> _Input records_:

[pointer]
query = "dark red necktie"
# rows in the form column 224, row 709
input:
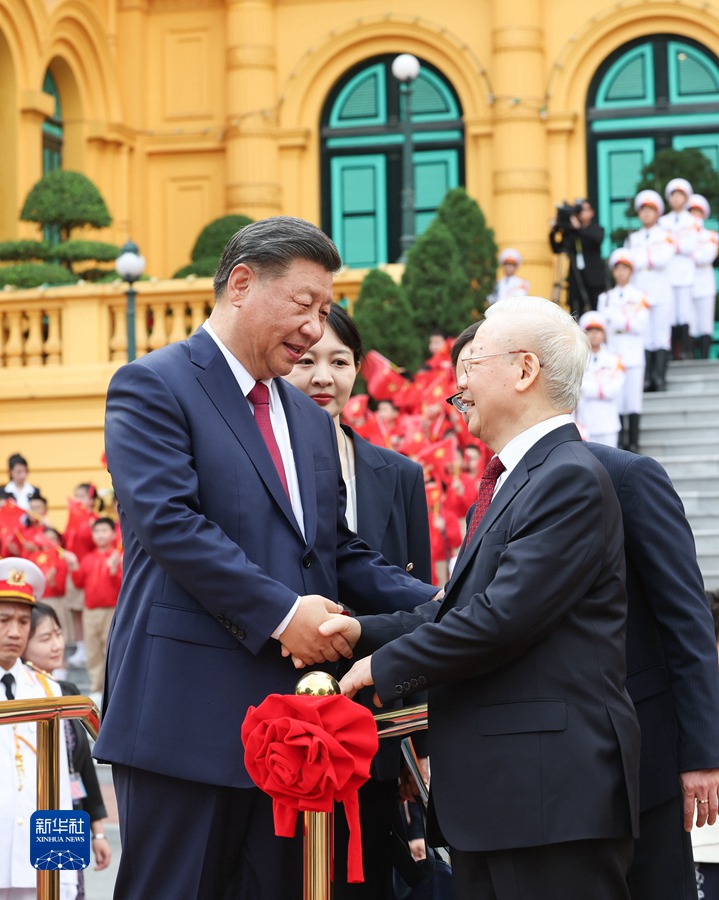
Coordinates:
column 494, row 469
column 260, row 397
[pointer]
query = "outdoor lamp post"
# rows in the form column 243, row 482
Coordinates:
column 130, row 265
column 405, row 69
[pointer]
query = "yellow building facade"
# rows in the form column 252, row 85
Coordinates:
column 181, row 111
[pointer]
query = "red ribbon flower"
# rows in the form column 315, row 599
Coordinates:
column 306, row 752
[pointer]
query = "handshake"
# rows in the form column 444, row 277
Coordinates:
column 320, row 631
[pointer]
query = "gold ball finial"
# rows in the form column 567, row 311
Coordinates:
column 318, row 684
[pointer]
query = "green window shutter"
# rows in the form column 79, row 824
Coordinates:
column 362, row 101
column 693, row 77
column 619, row 164
column 629, row 81
column 435, row 172
column 359, row 209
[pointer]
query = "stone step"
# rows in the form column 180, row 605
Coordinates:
column 707, row 542
column 701, row 503
column 687, row 442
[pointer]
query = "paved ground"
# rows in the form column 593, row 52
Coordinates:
column 100, row 885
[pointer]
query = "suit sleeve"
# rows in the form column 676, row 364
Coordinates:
column 150, row 457
column 530, row 592
column 660, row 548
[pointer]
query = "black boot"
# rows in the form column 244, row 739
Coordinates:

> _Instructions for the task_: Write out the data above, from the beginning up to and including the line with "column 687, row 442". Substitute "Points" for every "Coordinates", change nothing else, and leave the pictures out.

> _Response below_:
[pointer]
query = "dark red necktie"
# rows in the form column 224, row 709
input:
Points:
column 494, row 469
column 260, row 397
[pointer]
query = "outdoor lamp post"
# rows in the form column 243, row 482
Points:
column 130, row 265
column 405, row 69
[pointer]
query = "yellow building facade"
# rows in the form column 252, row 85
Points:
column 181, row 111
[pointer]
query = "red ribbon flower"
# rows in the form column 315, row 599
Points:
column 306, row 752
[pointer]
query = "handshake"
# rows in the form column 444, row 277
Points:
column 320, row 631
[pointer]
query = "gold ball finial"
# rows in the form column 567, row 311
Points:
column 318, row 684
[pointer]
query = "green window shutter"
# rows in the form column 79, row 824
Points:
column 362, row 101
column 693, row 77
column 619, row 164
column 629, row 81
column 435, row 172
column 359, row 209
[pointer]
query = "stone step"
# rows in the form column 180, row 605
Points:
column 707, row 542
column 701, row 503
column 687, row 442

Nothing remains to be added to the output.